▸ Text block:
· · · · ·

No one knows who composed the Jesus Prayer. We hear echoes of it in various verses in the Gospels. Some of the monks we met believe that the Jesus Prayer originated with Jesus Christ’s apostles. That is possible, but we simply don’t have conclusive evidence. In any case, it is not the age of the prayer that is important, but its power.
As you read further, you’ll find that we have drawn upon classic texts of great saints and mystics who wrote about the Jesus Prayer, but your more immediate guides will be contemporary monks and nuns, bishops, and abbots and abbesses who know the mysterious power of the Jesus Prayer through personal experience. These holy men and women offered their full cooperation with this project; as a result, for the first time these private mystical practices can be revealed and shared with mass audiences.
The Jesus Prayer was the wellspring of Christianity’s first mystical tradition. In the second century its power was discovered by ascetics and hermits in the deserts of Egypt and Syria. As Christianity spread across eastern Europe, it carried with it the mystical practices of the Desert Fathers and Mothers. To this day the constant recitation of and meditation upon the Jesus Prayer remains a central part of the spiritual life within the monasteries and convents of Eastern Christianity.
Photo by Ahmed Farid
Filming at St. Antony’s cave, high above his monastery, near Al-Zaafarana on the Red Sea in Egypt. Our directors of photography, Patrick Gallo and Dwight Grimm, record our comments.
Photo by John A. McGuckin
Chapel icon in St. Ana’s Monastery, Rohia, Romania. This icon is tucked away in a side wing of the underground chapel under the main church.
To find these master contemporary spiritual teachers, Father John and I traveled throughout the early Christian world—to St. Antony’s Monastery in the Egyptian desert and St. Catherine’s Monastery on Mount Sinai, to convents in Transylvania, and to monasteries in Russia, in Ukraine, and on Mount Athos in Greece. In all of these places we were overwhelmed by the generosity of the monks and nuns who were eager to share with us—and with you—how to move through the various stages of prayer: from the basic prayer of petition, to a prayer of praise, to the goal of every mystic—a direct experience of being in the presence of God.

· · · · ·

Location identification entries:
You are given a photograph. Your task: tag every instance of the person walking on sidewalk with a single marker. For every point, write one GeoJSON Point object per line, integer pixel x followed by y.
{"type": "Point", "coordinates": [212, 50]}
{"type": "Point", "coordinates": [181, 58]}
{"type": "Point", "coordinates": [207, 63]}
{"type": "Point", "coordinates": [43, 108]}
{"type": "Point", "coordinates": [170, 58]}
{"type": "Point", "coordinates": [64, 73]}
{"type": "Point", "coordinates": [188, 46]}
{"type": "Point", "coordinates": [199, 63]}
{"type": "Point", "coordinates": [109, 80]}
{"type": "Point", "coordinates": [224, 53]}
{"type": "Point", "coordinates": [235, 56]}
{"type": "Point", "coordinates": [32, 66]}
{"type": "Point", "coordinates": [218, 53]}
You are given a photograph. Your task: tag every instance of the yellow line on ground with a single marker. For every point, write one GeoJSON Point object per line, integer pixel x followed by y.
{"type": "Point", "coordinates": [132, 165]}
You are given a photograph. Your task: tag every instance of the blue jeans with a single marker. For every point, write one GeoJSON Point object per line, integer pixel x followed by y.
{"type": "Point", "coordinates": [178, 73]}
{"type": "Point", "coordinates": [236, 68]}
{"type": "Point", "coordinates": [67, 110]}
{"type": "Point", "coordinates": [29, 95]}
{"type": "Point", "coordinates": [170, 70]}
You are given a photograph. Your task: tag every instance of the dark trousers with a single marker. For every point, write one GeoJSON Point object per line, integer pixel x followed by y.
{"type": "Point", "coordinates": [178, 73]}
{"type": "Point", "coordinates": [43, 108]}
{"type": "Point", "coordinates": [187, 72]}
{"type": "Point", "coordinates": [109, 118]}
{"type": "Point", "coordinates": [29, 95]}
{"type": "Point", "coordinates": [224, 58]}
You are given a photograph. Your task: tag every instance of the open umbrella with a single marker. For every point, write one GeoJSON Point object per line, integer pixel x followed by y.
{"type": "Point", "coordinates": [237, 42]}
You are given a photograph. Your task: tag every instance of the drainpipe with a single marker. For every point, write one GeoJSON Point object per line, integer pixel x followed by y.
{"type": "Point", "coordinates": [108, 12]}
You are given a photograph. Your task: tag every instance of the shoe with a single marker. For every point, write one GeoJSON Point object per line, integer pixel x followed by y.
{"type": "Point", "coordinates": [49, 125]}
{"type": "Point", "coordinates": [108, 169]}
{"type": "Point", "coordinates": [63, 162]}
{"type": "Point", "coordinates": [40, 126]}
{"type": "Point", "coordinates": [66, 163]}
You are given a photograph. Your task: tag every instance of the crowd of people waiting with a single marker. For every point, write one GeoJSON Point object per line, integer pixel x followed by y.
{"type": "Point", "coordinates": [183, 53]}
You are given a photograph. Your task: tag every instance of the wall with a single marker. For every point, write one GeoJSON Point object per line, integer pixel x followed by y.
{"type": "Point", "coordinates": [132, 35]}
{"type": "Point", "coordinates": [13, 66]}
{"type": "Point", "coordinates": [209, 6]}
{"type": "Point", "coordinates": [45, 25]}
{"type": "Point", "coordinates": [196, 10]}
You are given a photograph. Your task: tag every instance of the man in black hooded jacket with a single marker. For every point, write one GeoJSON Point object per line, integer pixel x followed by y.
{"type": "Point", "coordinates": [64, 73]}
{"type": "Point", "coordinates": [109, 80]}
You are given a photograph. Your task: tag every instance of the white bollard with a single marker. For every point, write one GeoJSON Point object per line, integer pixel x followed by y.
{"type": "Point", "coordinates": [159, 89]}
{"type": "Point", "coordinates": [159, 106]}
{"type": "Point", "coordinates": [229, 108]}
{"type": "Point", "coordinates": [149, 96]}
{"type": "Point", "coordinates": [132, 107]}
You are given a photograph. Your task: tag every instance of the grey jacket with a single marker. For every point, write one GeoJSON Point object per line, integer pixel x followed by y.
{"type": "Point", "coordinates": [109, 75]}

· · · · ·

Pick up the passage on the Jesus Prayer after its final sentence and extend it with several sentences in the same style.

Father John and I know from personal experience that the Jesus Prayer has the power to still the clamor and distractions of the world, to offer calm and reassurance to those who feel agitated and anxious, and to eliminate the illusion that a vast, unbridgeable gulf separates us from God. The Jesus Prayer purges the isolation and loneliness of modern life, revives the interior life that has been deadened by confusion and unhappiness, and fills the heart, mind, and spirit with the realization that God exists and that he wills for us to be in continuous communion with him.
I thank you for joining us on this spiritual quest, and I pray that you will experience in a profound way the power of the Jesus Prayer to touch the soul and change lives.
Photo by John A. McGuckin
The Egyptian desert, near Al-Qalzam Mountain. This was what St. Antony likely saw for forty-six years outside his mountain cave.
Photo by John A. McGuckin
Mosaic of St. Antony on a pillar just inside the entrance of the monastery.
1
The Power of the Jesus Prayer
Lord Jesus Christ, Son of God, have mercy on me, a sinner.
THIS BOOK IS A TRAVELOGUE of the heart, and the mind, and the feet.
It was conceived eight years ago during a conversation about the power and mystery of the Jesus Prayer between Father John McGuckin, a priest of the Orthodox Church, and me, a student of theology and spiritual seeker. During that discussion it came to us that we ought to imitate the example of other seekers and go on pilgrimage to call upon monks and nuns of great holiness, wisdom, and spiritual insight who could reveal to us the treasures of the Jesus Prayer and help us make it truly the prayer of our hearts.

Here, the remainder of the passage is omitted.